- Activity:
Your task is to repeat exactly the lines below between the line holding "sample | x=101, y=30" and the line holding "target | black smartphone", inclusive, and only those.

Collected data
········

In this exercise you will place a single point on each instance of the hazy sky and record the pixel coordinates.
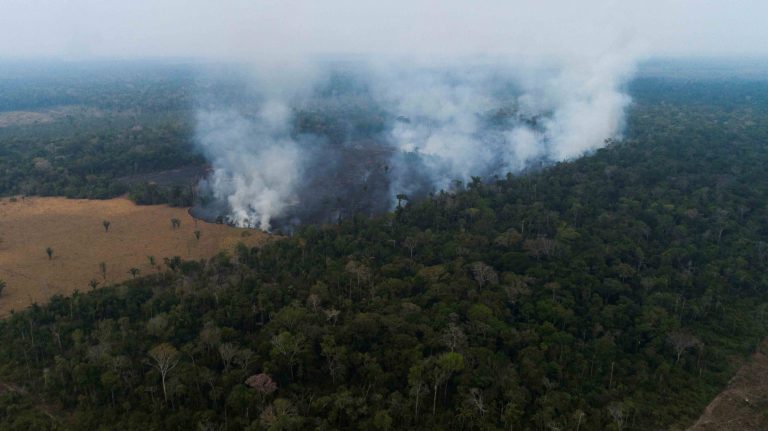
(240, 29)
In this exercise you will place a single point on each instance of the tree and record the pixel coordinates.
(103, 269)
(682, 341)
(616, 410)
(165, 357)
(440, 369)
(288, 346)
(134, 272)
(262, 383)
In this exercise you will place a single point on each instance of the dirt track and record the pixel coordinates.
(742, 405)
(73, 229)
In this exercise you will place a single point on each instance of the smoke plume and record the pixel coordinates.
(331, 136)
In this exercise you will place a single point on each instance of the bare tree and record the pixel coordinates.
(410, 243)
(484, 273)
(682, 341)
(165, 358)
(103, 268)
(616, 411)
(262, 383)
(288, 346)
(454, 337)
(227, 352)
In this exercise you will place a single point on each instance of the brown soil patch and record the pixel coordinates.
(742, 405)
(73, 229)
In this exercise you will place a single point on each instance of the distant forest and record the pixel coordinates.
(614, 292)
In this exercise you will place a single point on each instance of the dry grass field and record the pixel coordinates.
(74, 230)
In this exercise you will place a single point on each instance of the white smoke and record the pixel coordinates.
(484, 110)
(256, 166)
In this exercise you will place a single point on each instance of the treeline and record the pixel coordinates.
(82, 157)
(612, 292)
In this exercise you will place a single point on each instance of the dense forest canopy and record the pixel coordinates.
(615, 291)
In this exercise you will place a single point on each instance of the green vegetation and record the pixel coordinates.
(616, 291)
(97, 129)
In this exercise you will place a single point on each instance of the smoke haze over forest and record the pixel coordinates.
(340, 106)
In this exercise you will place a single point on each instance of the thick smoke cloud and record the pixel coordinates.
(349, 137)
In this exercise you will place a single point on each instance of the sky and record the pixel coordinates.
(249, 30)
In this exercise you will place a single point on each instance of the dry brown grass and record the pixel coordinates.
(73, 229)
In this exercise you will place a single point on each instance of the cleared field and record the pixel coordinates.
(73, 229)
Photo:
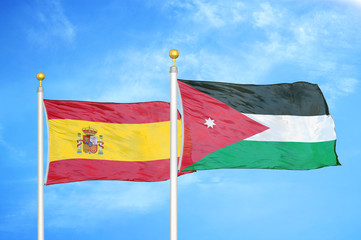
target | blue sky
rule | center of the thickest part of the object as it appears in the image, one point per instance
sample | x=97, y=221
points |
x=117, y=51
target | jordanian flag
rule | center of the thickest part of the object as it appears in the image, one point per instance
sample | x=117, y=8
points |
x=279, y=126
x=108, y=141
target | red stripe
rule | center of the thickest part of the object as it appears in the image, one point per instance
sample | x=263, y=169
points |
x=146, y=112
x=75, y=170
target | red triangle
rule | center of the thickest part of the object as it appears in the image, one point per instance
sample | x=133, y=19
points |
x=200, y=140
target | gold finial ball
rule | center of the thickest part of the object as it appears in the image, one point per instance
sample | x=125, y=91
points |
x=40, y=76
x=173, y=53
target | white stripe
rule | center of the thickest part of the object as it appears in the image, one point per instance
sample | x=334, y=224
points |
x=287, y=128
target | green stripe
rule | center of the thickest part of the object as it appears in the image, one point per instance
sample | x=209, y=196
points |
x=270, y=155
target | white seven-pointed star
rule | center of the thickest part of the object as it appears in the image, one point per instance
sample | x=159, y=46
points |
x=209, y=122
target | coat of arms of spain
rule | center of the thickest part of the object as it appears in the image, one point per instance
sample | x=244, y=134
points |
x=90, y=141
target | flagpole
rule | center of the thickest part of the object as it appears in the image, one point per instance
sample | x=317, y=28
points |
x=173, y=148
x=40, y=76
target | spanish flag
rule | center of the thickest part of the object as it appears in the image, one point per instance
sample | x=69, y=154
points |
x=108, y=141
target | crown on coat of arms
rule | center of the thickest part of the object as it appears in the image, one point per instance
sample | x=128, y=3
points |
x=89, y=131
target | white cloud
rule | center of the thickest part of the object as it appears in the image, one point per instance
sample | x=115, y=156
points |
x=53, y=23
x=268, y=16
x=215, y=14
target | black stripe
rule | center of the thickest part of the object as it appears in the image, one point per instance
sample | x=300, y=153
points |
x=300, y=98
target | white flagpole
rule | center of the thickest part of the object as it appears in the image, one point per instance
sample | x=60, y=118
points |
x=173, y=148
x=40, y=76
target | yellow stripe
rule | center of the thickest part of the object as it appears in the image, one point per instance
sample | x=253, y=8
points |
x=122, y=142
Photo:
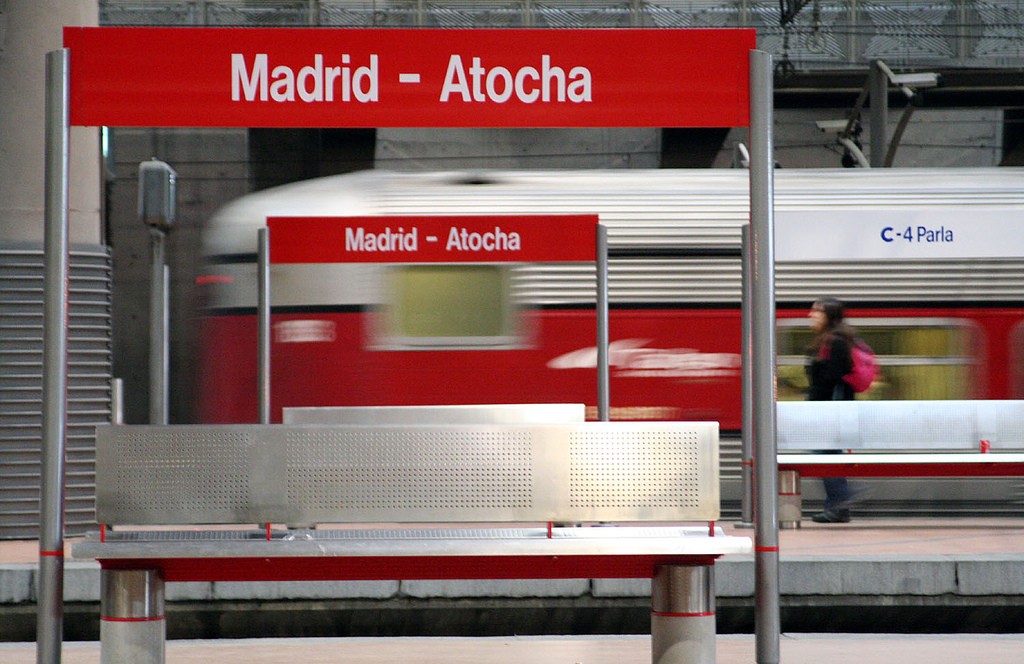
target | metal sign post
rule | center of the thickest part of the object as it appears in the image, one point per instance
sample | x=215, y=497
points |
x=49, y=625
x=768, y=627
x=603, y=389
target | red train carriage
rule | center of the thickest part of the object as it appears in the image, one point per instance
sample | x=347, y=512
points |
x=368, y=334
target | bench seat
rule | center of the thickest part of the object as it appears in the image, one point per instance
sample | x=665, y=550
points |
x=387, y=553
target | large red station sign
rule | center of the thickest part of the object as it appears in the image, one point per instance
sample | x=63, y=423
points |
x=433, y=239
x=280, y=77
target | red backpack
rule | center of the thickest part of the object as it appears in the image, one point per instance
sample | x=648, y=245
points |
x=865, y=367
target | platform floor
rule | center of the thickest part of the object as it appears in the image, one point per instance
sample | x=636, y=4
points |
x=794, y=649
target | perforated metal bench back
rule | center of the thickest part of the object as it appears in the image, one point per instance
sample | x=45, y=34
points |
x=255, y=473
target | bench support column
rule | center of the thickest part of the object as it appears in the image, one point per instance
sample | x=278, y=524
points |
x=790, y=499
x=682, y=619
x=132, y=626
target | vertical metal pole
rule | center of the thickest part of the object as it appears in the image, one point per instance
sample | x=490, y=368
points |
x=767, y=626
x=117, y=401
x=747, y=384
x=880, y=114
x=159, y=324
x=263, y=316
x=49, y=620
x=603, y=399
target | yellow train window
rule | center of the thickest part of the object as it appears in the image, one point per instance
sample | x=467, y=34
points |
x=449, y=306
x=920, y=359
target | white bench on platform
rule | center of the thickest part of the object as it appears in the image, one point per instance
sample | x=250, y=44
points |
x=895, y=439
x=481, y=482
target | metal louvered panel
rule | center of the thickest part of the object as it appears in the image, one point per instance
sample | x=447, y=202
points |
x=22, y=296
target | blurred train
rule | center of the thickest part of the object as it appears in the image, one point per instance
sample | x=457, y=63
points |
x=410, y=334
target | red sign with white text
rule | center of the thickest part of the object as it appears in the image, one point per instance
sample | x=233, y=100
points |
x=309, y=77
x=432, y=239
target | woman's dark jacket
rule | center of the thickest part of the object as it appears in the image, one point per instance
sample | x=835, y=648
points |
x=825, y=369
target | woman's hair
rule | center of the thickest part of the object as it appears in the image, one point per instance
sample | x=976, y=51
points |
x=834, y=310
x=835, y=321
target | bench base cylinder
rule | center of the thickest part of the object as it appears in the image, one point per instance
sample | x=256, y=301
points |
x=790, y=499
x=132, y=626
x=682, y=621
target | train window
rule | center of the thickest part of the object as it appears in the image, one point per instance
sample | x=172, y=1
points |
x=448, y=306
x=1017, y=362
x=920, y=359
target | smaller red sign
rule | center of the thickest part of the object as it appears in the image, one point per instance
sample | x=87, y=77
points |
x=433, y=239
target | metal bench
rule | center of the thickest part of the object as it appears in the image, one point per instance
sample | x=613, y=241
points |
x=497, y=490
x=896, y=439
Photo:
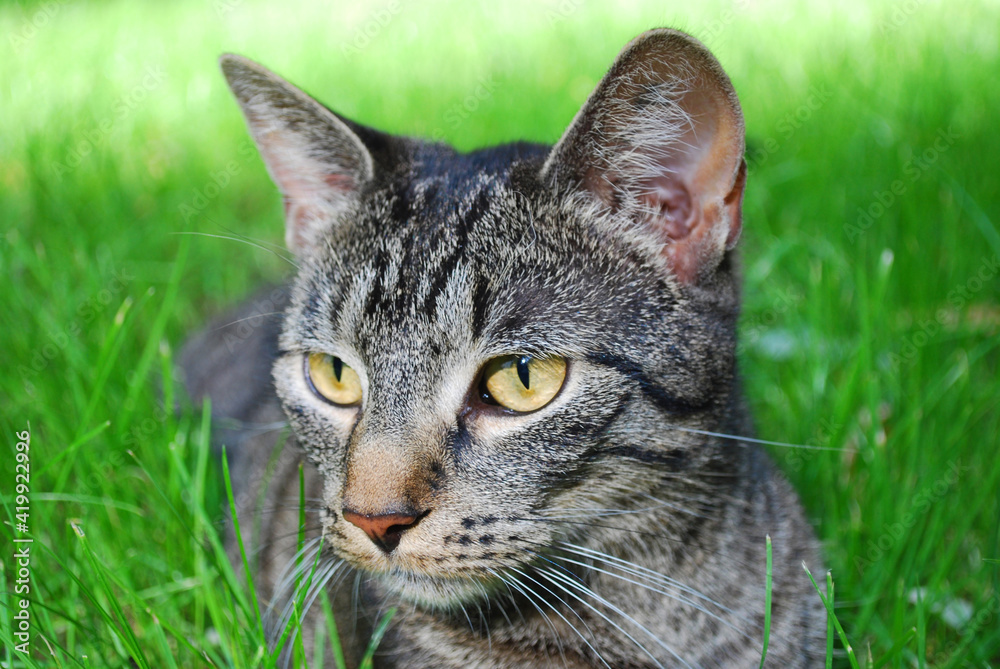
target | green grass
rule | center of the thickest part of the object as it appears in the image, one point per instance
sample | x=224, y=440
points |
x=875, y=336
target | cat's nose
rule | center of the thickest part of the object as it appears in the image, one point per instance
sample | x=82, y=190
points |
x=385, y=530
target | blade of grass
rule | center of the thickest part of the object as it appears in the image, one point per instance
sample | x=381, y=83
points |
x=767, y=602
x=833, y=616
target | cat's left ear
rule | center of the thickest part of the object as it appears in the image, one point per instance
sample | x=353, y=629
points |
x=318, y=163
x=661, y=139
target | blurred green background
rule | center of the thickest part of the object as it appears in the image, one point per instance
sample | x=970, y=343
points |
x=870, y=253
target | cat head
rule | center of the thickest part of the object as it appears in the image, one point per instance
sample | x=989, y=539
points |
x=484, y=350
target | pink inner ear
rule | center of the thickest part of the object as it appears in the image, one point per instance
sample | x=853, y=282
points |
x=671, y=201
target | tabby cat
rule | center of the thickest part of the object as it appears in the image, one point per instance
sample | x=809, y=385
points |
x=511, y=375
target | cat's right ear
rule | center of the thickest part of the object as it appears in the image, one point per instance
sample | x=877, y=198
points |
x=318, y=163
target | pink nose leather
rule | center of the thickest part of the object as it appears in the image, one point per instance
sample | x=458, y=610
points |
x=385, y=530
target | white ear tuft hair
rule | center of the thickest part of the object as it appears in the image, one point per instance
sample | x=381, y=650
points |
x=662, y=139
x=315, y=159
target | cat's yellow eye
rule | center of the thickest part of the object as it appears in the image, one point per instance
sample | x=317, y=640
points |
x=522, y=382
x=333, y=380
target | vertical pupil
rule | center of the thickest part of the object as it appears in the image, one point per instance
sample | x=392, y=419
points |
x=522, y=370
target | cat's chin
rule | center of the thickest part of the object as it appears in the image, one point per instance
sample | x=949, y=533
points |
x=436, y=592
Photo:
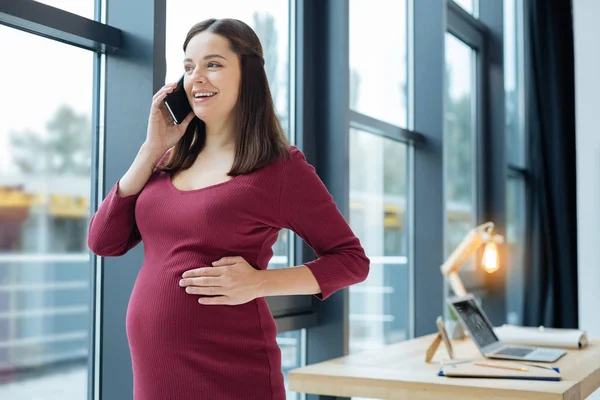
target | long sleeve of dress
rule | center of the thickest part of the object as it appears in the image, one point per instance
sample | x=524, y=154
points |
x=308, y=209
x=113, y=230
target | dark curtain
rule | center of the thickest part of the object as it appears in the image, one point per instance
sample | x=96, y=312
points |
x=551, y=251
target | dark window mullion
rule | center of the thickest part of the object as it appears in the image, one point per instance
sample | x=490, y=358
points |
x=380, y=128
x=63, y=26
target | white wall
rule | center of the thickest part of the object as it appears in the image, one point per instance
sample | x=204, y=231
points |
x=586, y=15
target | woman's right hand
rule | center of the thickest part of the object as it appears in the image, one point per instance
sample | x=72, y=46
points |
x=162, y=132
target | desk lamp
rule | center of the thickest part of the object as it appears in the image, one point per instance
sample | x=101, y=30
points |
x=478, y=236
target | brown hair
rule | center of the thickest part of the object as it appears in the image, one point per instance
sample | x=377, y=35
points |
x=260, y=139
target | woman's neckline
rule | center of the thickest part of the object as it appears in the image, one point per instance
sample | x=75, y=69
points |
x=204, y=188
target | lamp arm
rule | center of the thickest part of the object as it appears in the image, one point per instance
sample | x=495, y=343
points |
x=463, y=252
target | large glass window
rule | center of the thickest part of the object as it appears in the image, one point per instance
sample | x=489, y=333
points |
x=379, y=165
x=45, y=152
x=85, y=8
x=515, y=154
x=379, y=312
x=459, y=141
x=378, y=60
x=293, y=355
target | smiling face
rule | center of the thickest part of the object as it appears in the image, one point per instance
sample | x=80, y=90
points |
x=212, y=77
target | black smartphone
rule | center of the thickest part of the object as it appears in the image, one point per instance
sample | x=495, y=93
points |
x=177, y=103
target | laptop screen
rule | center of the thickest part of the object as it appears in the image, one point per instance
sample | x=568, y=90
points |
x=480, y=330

········

- Task result:
sample | x=101, y=30
points |
x=478, y=236
target | brown hair
rule | center of the thickest part of the object as it appears in the image, one point per instance
sample | x=377, y=35
points |
x=260, y=139
target | woman's neckline
rule | center of the thickest part of the object as it appears in the image, one point per instance
sample | x=75, y=69
points |
x=204, y=188
target | lamp arm
rule | center of the thickest part of the object as it appears in the image, one point per instance
sample | x=495, y=343
points |
x=463, y=252
target | large glass window
rule | center of the thickest part of the object as it appears in the image, one point per instance
sample | x=489, y=333
points |
x=379, y=165
x=45, y=152
x=85, y=8
x=515, y=154
x=379, y=312
x=459, y=141
x=378, y=60
x=293, y=355
target | smiling face
rule | center of the thickest part of the object as it appears in the image, one point per instance
sample | x=80, y=90
points |
x=212, y=77
target | black smartphone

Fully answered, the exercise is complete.